## PROVIDED INFORMATION

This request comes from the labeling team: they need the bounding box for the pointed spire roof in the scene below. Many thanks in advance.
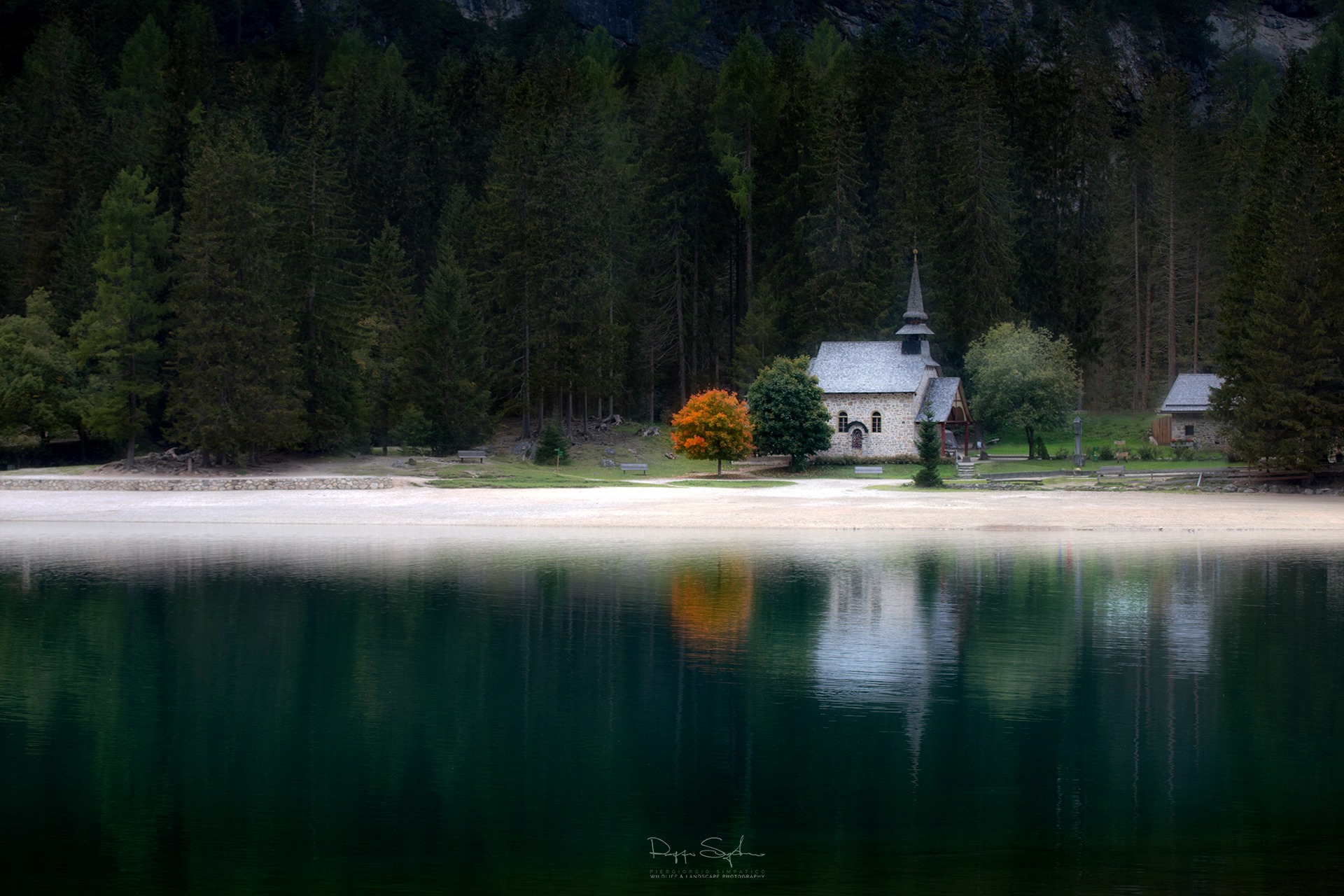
[897,248,932,336]
[906,248,929,323]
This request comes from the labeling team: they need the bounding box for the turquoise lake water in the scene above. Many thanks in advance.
[0,525,1344,893]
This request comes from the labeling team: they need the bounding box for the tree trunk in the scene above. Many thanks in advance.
[1189,237,1199,373]
[1130,172,1144,411]
[1140,281,1153,411]
[126,389,139,470]
[675,239,685,407]
[523,312,529,440]
[1167,189,1177,386]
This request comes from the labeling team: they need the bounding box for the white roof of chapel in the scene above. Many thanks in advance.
[808,342,938,393]
[1160,373,1223,414]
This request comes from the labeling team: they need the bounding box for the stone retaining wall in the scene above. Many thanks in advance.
[0,475,393,491]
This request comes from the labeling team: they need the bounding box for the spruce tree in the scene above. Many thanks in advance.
[356,223,415,456]
[916,411,942,489]
[0,289,80,444]
[1212,59,1344,469]
[108,15,171,183]
[278,99,361,450]
[168,121,304,459]
[410,227,491,454]
[73,167,172,468]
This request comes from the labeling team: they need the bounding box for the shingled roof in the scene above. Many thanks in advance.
[923,376,961,423]
[1160,373,1223,414]
[808,342,938,393]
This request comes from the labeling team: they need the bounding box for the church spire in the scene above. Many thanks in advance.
[906,248,929,323]
[897,248,932,355]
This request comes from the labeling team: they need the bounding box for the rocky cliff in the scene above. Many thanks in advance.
[447,0,1324,74]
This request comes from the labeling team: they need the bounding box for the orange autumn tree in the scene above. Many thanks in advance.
[672,390,751,475]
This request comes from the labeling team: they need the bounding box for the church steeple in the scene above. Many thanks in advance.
[897,248,932,355]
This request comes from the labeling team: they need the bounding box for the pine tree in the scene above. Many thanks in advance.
[108,15,171,183]
[916,411,944,489]
[168,122,304,459]
[0,289,82,444]
[412,233,492,454]
[73,167,172,468]
[278,101,360,450]
[798,23,883,344]
[13,18,106,298]
[930,55,1017,360]
[356,217,415,456]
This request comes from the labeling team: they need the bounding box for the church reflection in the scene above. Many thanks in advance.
[815,560,958,769]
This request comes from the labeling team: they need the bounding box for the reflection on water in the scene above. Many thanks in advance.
[0,526,1344,893]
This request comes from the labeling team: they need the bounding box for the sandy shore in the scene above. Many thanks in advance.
[0,479,1344,538]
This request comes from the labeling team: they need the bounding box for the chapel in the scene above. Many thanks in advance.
[808,250,973,458]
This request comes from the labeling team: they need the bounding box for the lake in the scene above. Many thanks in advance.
[0,525,1344,893]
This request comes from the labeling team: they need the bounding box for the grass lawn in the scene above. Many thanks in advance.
[985,411,1156,454]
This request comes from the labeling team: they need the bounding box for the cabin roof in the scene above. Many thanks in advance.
[1161,373,1223,414]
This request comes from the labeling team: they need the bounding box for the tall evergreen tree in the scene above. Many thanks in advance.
[278,101,360,450]
[355,217,415,456]
[108,15,171,183]
[1212,59,1344,469]
[412,227,492,454]
[932,54,1017,361]
[168,121,304,459]
[73,167,172,466]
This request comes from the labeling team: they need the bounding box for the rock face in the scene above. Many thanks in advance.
[447,0,1322,73]
[1208,0,1320,70]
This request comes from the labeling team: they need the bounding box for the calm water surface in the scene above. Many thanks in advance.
[0,526,1344,893]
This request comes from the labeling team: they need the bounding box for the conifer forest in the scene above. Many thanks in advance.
[0,0,1344,458]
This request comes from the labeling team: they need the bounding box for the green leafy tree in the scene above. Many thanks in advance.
[0,289,79,443]
[356,223,415,456]
[167,122,304,458]
[748,357,832,470]
[916,411,944,489]
[71,167,172,466]
[966,323,1079,458]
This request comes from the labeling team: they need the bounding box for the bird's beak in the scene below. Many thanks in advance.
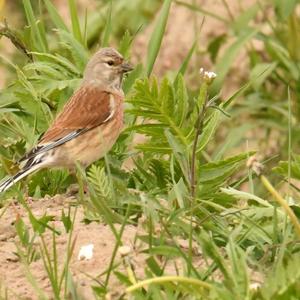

## WHAT THE EXERCISE ASKS
Convert all of the items above into a numbered list, omitting any blank lines. Leave the pictures out of your answer.

## THE ANSWER
1. This request comes from the labeling team: they need the bounding box for the pointed spire roof in the scene below. Many thanks in advance.
2. [897,248,932,336]
3. [906,248,929,323]
4. This request comes from the labeling team: they need the bounding box for the turquoise lake water in the scene above. Many thanks in advance.
5. [0,525,1344,893]
6. This request comes from the labeling team: they need the bounding box for the tree trunk in the scene above. Many thanks in advance.
7. [1189,237,1199,373]
8. [1130,172,1144,411]
9. [1140,281,1153,411]
10. [126,389,139,470]
11. [675,239,685,407]
12. [523,312,529,440]
13. [1167,189,1177,386]
14. This request comes from the labeling team: they need the bounding box for the white roof of chapel in the scene above. Many thanks in advance.
15. [808,342,938,393]
16. [1160,373,1223,414]
17. This request comes from the labeling team: they need the bounding box for the stone retaining wall in the scene above. Many thanks in advance.
18. [0,475,393,491]
19. This request comes from the labeling team: they need the bounding box for the spruce tree in the scene above. Many thanks in advance.
20. [356,223,415,456]
21. [916,411,942,489]
22. [0,289,80,444]
23. [1212,59,1344,469]
24. [108,15,171,183]
25. [278,99,361,450]
26. [168,121,304,459]
27. [410,227,491,454]
28. [73,167,172,468]
29. This request comes from the labeling team: they need the bounding box for the shingled roof in the scene above. Many thanks in advance.
30. [923,376,961,423]
31. [1160,373,1223,414]
32. [808,342,938,393]
33. This request comes from the labeling team: they need the bounding box for the church spire in the scene above. Many thanks in advance.
34. [906,248,929,323]
35. [897,248,932,355]
36. This request comes from the labeling team: they need the bounding box for the rocky cliff in the scene above. Many thanks in advance.
37. [447,0,1324,74]
38. This request comes from the labeling team: they need the bounding box for the orange autumn tree in the scene above. Many thanks in advance.
39. [672,390,751,475]
40. This request comes from the labeling team: they need the bounding box for the church steeple in the scene above. Many thanks in advance.
41. [897,248,932,355]
42. This request comes from the labeling team: they need the bounding box for the pine tree in the scene above. Many thanks in advance.
43. [108,15,171,183]
44. [916,411,944,489]
45. [168,122,304,459]
46. [0,289,82,444]
47. [412,233,492,454]
48. [73,167,172,468]
49. [278,101,360,450]
50. [798,23,883,344]
51. [13,18,106,298]
52. [930,55,1017,360]
53. [356,217,415,456]
54. This request comes from the labeling team: they need the bounding box for the church reflection in the scene above. Many thanks in advance.
55. [815,560,958,769]
56. This request comes from the labeling team: they need the bounding box for the reflection on water in the scene above. Many thanks in advance.
57. [0,526,1344,893]
58. This request comes from the labeling team: they need the bounding box for the sandy shore in the scene above. Many thanks in advance.
59. [0,479,1344,538]
60. This request comes from the labeling team: they need the bounding box for the chapel in the scene above. Many thanks in advance.
61. [808,250,973,458]
62. This request comes from the labeling team: they need the bounding box for the lake in the scene above. Many thanks in advance.
63. [0,525,1344,893]
64. This request comes from the labeling team: they need the bounding box for the grass lawn in the scene above. Many thanks in advance.
65. [985,411,1156,454]
66. This request comes from the labeling team: they need the bounding box for the cabin roof in the scene above. Many thanks in advance.
67. [1161,373,1223,414]
68. This request comes from the labeling team: they need the bounding box for the tall evergreen tree in the scene above. Many thanks in advance.
69. [278,101,360,450]
70. [355,217,415,456]
71. [108,15,171,183]
72. [1212,59,1344,469]
73. [412,227,492,454]
74. [932,54,1017,361]
75. [168,121,304,459]
76. [73,167,172,466]
77. This request comes from the labeling team: they need the bounding box for the rock face in the scene above. Many thanks in advance.
78. [447,0,1322,73]
79. [1208,0,1320,70]
80. This request comes from the labeling team: they need the bounding box for the calm water surface in the scene above. Many thanks in advance.
81. [0,526,1344,893]
82. This request comes from the labeling team: they need the bounding box for the conifer forest in the scene above. Many thanks in advance.
83. [0,0,1344,458]
84. This request comes from the labeling team: they need the bounding box for the green leafy tree in the scene above. Many thanks in advance.
85. [0,289,79,443]
86. [356,223,415,456]
87. [167,122,304,458]
88. [748,357,832,470]
89. [916,411,944,489]
90. [71,167,172,466]
91. [966,323,1079,458]
92. This request comes from the labeling team: they need the bounding box for the bird's beak in the scene below. Many thanks in advance.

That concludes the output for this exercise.